Problem to solve:
Please edit the material starting at the line containing "yellow building?" and ending at the end of the material, changing "cable" to "cord" and leaving all else unchanged. Give back only those lines.
┄┄┄┄┄┄┄┄┄┄┄┄┄┄┄┄┄┄┄┄
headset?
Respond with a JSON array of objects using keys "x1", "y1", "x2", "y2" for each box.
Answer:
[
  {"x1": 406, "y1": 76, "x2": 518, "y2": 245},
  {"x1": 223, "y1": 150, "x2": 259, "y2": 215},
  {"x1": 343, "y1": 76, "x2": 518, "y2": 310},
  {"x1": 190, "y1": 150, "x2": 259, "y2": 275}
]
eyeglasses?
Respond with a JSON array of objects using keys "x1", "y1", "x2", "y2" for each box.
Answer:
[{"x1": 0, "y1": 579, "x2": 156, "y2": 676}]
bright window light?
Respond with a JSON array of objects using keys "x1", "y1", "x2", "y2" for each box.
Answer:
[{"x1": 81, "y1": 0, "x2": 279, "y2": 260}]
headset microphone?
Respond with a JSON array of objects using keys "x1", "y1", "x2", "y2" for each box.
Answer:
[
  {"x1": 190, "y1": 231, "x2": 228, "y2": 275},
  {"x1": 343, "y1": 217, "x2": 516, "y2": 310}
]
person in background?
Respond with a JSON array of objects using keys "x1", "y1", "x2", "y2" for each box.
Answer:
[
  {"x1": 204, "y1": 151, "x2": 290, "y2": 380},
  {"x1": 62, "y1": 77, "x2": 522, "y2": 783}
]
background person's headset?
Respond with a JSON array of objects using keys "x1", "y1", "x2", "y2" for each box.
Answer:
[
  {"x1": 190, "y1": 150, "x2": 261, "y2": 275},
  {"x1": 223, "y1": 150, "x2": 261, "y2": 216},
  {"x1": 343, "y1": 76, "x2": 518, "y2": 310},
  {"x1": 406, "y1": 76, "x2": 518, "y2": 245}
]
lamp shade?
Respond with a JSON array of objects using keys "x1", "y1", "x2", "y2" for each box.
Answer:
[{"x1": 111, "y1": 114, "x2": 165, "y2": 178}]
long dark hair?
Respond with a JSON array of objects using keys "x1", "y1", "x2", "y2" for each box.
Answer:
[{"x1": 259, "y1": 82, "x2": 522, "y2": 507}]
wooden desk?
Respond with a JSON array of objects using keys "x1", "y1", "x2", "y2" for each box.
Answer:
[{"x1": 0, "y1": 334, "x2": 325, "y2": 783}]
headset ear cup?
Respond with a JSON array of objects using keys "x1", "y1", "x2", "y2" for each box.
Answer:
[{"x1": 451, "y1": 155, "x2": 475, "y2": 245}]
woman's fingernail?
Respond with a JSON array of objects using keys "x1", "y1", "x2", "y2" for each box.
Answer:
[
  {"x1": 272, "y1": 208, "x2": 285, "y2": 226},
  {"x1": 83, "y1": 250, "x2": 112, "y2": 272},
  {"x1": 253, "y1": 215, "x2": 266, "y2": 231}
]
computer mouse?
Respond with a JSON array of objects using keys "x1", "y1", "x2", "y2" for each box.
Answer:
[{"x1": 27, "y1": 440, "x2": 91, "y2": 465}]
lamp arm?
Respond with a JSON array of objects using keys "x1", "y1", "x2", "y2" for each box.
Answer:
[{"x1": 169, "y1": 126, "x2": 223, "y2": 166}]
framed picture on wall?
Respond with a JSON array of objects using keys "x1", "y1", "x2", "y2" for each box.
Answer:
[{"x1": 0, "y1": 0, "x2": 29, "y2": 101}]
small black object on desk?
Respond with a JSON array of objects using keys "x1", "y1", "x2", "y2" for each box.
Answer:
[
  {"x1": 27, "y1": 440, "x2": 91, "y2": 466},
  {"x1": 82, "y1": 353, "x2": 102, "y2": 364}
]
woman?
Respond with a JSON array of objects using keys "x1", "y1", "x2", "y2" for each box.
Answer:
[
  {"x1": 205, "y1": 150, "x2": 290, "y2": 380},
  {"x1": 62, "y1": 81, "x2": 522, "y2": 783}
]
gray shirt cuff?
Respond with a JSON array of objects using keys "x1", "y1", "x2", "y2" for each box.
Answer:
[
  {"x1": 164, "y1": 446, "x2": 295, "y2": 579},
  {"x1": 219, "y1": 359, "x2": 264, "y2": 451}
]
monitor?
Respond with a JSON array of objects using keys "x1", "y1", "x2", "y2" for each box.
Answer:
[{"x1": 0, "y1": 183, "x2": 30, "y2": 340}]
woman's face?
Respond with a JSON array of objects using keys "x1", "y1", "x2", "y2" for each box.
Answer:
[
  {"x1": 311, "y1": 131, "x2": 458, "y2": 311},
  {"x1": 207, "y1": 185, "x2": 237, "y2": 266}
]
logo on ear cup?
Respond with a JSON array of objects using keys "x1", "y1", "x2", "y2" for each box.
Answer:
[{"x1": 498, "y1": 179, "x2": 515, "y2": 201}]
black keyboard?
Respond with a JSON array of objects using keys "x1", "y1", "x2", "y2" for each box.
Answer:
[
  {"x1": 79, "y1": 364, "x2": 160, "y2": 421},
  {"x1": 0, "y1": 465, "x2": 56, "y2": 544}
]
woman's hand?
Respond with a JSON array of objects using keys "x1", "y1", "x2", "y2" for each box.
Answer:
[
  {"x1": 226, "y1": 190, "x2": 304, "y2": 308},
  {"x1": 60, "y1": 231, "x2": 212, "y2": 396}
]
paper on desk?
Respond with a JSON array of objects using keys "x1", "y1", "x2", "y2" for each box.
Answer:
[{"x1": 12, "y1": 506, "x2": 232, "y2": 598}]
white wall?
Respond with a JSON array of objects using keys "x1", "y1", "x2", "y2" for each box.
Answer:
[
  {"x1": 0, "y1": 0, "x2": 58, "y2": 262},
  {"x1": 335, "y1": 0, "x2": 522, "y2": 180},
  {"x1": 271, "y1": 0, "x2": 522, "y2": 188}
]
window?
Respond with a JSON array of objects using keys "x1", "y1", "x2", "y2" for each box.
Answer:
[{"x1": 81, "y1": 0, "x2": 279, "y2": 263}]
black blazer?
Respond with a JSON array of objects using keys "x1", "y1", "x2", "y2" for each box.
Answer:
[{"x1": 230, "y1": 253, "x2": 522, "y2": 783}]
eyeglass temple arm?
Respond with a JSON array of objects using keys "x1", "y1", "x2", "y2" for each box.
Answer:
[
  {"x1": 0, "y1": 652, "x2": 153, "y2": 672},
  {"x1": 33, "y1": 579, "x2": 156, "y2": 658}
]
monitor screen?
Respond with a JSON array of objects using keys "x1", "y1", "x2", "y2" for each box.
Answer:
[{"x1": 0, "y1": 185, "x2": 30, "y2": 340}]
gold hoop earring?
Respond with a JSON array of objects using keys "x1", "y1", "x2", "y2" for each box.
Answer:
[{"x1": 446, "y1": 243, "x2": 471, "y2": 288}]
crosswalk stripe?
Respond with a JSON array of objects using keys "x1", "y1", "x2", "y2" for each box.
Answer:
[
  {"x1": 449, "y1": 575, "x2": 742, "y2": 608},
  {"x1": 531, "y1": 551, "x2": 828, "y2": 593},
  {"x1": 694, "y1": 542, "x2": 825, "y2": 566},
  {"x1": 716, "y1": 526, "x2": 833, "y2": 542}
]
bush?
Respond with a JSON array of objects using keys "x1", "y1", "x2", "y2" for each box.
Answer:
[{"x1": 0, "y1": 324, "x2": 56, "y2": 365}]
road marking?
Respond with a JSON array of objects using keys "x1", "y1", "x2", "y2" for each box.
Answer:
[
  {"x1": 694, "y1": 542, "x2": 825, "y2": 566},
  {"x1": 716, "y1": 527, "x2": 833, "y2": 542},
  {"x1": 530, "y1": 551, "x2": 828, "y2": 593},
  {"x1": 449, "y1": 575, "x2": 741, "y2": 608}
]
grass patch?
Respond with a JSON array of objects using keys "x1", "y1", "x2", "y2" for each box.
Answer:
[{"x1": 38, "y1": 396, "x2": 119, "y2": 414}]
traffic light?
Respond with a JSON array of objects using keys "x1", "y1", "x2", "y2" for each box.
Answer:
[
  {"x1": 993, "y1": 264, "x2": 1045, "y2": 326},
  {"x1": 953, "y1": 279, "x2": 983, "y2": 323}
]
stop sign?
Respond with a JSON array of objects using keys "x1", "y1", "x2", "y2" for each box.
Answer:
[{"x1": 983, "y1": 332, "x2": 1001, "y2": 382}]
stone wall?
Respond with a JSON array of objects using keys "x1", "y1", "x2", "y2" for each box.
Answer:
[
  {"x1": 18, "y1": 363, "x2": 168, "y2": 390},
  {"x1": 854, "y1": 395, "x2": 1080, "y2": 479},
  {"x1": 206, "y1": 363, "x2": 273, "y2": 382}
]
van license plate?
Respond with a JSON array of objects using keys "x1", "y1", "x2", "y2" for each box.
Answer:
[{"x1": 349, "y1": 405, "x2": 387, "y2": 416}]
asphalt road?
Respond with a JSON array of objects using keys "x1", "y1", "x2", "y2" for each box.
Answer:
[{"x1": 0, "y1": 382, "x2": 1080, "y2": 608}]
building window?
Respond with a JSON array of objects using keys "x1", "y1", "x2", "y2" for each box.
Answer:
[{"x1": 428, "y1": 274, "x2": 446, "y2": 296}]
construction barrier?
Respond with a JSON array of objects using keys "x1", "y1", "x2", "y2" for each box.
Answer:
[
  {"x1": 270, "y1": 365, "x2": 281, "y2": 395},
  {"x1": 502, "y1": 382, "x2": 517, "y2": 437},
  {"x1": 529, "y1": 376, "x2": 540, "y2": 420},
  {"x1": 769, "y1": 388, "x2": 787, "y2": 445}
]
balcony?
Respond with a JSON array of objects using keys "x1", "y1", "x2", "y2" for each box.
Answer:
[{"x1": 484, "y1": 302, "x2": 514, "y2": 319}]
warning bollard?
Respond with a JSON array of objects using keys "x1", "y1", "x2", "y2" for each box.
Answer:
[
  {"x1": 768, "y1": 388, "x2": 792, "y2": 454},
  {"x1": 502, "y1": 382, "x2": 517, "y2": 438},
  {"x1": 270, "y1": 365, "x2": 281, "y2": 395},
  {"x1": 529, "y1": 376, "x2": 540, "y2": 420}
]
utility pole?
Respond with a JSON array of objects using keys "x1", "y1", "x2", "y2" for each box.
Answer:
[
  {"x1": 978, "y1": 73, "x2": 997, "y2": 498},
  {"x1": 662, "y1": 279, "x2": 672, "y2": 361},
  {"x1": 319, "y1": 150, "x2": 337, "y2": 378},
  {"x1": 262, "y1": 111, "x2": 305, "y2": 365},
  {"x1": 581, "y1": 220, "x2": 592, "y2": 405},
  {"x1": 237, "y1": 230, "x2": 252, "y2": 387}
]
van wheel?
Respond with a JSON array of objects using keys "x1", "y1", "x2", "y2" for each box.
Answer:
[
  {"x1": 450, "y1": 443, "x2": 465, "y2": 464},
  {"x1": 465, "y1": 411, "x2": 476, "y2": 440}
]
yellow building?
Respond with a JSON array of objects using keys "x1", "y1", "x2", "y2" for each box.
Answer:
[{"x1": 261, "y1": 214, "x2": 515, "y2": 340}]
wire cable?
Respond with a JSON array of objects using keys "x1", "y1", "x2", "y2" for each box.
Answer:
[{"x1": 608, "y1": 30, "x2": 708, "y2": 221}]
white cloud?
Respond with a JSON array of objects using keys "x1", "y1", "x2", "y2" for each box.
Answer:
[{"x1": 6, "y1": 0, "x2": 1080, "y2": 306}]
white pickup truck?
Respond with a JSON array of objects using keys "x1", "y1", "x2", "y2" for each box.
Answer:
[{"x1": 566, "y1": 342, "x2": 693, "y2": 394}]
┄┄┄┄┄┄┄┄┄┄┄┄┄┄┄┄┄┄┄┄
Answer to this task:
yellow building?
Respond with a JSON array of objects using keys "x1", "y1", "x2", "y2" for each box.
Answer:
[{"x1": 261, "y1": 214, "x2": 515, "y2": 340}]
wire cord?
Respond with a JSON array of objects using keys "x1", "y1", "x2", "y2" for each box.
Answer:
[{"x1": 608, "y1": 30, "x2": 708, "y2": 221}]
white cloud?
Respond with a JSON array of objects using keys "x1", "y1", "x2", "y2" for each box.
Answer:
[{"x1": 6, "y1": 0, "x2": 1080, "y2": 306}]
white pickup truck?
Respond with a JSON array of objects using keys "x1", "y1", "x2", "y2" for each box.
Answer:
[{"x1": 566, "y1": 342, "x2": 693, "y2": 394}]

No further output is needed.